- [Exercise]: How many lines in the data below contain the string "range", with case counting? Reply with the number alone.

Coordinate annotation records

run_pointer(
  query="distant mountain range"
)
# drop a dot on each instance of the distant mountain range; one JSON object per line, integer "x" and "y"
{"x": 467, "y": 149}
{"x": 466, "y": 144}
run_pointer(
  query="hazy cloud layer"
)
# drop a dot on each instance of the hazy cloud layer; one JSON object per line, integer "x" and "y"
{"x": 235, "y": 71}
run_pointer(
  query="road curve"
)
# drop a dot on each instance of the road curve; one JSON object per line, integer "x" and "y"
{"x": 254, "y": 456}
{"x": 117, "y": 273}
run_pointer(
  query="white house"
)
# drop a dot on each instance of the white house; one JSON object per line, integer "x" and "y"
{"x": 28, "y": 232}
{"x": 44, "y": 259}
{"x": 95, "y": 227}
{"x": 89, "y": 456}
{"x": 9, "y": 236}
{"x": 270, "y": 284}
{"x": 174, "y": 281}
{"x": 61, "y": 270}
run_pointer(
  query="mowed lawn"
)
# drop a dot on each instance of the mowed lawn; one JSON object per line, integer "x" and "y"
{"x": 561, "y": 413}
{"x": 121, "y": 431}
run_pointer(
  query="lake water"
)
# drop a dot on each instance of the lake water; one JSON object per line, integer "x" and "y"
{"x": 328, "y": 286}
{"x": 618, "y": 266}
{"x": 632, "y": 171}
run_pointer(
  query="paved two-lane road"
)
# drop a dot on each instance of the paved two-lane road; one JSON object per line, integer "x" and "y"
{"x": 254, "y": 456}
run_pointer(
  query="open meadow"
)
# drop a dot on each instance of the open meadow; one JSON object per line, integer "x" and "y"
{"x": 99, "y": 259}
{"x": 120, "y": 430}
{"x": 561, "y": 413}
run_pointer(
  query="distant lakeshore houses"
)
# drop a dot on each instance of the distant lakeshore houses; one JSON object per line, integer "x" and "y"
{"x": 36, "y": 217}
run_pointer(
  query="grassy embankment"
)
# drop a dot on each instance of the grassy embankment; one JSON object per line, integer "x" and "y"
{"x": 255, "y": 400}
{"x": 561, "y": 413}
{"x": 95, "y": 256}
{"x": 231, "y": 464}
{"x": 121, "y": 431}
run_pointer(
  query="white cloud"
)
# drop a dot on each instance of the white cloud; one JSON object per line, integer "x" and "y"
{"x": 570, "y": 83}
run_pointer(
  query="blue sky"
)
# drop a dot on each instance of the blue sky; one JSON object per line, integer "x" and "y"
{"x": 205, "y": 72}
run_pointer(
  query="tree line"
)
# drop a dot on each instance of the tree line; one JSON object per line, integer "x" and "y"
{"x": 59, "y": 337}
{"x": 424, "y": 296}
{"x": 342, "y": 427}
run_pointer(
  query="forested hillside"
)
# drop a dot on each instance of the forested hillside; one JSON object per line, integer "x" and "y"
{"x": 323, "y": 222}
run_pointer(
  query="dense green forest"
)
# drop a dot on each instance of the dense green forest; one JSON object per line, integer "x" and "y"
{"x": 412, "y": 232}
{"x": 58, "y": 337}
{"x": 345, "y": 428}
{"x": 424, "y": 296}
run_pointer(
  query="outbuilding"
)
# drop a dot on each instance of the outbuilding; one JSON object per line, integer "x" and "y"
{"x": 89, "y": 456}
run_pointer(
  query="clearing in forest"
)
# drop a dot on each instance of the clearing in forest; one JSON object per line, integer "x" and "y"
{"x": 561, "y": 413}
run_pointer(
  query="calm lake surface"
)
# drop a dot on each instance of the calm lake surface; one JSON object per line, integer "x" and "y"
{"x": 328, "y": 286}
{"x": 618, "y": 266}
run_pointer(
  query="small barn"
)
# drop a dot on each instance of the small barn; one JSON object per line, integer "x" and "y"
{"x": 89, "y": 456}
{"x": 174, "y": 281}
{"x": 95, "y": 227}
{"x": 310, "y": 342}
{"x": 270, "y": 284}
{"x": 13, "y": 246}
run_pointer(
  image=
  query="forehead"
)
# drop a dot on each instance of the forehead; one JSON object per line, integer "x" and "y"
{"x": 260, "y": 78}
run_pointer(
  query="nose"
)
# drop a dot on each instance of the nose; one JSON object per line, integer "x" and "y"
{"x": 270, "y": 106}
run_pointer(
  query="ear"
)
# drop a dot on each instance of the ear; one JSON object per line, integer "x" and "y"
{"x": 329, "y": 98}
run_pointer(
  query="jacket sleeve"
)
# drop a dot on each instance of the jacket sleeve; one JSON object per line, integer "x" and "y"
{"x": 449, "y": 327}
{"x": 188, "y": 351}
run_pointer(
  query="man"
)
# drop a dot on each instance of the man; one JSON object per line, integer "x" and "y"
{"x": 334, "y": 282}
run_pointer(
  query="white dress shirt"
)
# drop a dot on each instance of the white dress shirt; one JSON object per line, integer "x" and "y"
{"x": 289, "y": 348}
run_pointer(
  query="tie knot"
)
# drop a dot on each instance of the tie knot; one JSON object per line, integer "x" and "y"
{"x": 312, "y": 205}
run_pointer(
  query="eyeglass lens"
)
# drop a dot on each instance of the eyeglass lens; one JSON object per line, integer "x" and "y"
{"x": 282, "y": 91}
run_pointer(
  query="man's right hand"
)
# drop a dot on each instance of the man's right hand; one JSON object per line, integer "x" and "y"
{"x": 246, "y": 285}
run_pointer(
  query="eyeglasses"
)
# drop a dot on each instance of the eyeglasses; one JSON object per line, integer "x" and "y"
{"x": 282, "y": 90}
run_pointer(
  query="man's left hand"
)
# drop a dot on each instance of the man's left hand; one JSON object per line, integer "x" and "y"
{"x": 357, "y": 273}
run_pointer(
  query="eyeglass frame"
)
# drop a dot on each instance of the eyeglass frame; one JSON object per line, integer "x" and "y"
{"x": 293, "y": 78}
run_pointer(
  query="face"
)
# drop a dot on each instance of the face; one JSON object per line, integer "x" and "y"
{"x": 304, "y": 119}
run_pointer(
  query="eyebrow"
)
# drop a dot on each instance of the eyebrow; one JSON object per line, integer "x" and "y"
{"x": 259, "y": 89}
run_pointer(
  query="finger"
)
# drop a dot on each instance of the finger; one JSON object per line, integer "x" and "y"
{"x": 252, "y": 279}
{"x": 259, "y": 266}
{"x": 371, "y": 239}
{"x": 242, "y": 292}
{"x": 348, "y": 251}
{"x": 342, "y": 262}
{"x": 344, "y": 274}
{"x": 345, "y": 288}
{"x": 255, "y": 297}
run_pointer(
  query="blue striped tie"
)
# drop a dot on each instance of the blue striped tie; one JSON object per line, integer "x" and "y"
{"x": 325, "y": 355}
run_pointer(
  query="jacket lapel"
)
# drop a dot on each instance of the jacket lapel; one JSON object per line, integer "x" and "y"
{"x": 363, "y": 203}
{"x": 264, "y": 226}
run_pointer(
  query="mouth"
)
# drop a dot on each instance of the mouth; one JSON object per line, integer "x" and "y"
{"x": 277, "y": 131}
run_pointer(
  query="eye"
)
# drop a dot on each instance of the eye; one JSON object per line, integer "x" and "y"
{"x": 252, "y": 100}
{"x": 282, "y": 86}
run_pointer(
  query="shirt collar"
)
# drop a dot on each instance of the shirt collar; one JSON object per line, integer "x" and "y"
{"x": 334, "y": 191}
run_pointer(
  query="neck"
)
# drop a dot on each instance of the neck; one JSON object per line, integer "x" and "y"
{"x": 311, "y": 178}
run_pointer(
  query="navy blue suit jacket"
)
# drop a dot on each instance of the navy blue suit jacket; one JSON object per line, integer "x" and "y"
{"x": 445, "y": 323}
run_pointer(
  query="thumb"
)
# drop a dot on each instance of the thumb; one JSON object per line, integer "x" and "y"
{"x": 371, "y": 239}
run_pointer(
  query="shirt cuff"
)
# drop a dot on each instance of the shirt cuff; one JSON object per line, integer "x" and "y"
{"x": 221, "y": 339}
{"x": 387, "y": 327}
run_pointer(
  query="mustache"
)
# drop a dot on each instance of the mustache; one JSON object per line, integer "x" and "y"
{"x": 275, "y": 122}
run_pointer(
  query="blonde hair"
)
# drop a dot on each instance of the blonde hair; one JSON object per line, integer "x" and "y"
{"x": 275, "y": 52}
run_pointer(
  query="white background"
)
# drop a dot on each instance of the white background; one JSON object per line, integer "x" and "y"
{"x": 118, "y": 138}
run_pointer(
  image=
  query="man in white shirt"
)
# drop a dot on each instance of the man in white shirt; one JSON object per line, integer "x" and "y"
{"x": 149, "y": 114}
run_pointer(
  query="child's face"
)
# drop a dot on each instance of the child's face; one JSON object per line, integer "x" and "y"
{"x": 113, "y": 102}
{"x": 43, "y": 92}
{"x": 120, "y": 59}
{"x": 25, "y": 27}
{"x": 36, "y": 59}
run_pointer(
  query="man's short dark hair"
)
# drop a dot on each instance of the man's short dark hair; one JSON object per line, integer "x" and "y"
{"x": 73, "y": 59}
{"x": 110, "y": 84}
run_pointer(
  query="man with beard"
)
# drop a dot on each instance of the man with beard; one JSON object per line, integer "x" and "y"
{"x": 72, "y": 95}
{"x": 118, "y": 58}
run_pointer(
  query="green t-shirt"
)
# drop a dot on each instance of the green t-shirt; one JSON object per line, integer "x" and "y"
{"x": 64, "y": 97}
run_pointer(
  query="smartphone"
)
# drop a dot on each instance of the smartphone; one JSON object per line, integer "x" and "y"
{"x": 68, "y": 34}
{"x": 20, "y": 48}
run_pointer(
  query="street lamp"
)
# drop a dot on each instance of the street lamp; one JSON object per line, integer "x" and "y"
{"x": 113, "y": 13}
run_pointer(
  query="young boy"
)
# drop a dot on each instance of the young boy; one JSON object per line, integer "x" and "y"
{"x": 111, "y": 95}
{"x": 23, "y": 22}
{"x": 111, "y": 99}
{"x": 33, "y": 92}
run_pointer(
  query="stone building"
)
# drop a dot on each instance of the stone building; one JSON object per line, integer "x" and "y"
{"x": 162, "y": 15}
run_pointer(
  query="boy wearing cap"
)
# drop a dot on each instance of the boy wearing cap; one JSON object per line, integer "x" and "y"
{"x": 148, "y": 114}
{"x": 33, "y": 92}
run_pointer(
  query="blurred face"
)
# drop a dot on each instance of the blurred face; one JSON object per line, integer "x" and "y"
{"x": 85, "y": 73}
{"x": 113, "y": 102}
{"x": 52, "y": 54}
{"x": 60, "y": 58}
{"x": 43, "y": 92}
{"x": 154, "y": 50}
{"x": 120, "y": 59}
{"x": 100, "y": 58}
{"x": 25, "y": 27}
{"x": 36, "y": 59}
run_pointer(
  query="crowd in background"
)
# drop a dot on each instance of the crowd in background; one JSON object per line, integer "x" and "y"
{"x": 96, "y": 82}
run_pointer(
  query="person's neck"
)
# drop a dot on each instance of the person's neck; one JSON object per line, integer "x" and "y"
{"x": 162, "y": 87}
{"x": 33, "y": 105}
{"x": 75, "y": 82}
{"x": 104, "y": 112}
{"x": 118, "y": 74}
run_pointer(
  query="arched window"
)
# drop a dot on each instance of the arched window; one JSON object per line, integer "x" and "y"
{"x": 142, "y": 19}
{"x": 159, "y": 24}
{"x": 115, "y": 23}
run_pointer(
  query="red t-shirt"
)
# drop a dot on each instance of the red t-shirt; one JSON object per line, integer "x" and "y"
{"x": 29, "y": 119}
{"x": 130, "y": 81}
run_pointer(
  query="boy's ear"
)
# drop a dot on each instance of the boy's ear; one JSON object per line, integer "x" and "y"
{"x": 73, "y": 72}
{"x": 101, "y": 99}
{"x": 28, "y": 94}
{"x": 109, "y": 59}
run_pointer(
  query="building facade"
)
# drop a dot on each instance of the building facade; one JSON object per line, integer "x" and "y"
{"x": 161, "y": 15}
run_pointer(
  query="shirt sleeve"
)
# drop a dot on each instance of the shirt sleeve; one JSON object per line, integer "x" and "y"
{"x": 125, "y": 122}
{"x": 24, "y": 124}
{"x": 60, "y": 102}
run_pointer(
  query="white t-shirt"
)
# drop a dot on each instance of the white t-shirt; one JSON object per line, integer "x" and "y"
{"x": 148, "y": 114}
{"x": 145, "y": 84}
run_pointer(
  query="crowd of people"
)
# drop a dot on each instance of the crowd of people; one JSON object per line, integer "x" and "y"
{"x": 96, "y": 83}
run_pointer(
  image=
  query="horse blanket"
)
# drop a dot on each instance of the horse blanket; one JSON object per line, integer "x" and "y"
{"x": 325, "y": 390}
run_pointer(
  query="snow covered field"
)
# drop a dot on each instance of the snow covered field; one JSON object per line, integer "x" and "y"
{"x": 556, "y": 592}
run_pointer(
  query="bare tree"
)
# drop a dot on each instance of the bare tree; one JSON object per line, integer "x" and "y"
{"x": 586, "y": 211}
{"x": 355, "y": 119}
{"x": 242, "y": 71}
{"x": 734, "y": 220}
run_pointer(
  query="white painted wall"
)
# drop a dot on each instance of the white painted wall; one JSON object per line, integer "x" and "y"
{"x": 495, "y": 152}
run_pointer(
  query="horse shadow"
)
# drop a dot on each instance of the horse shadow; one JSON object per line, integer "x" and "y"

- [Result of this exercise]: 2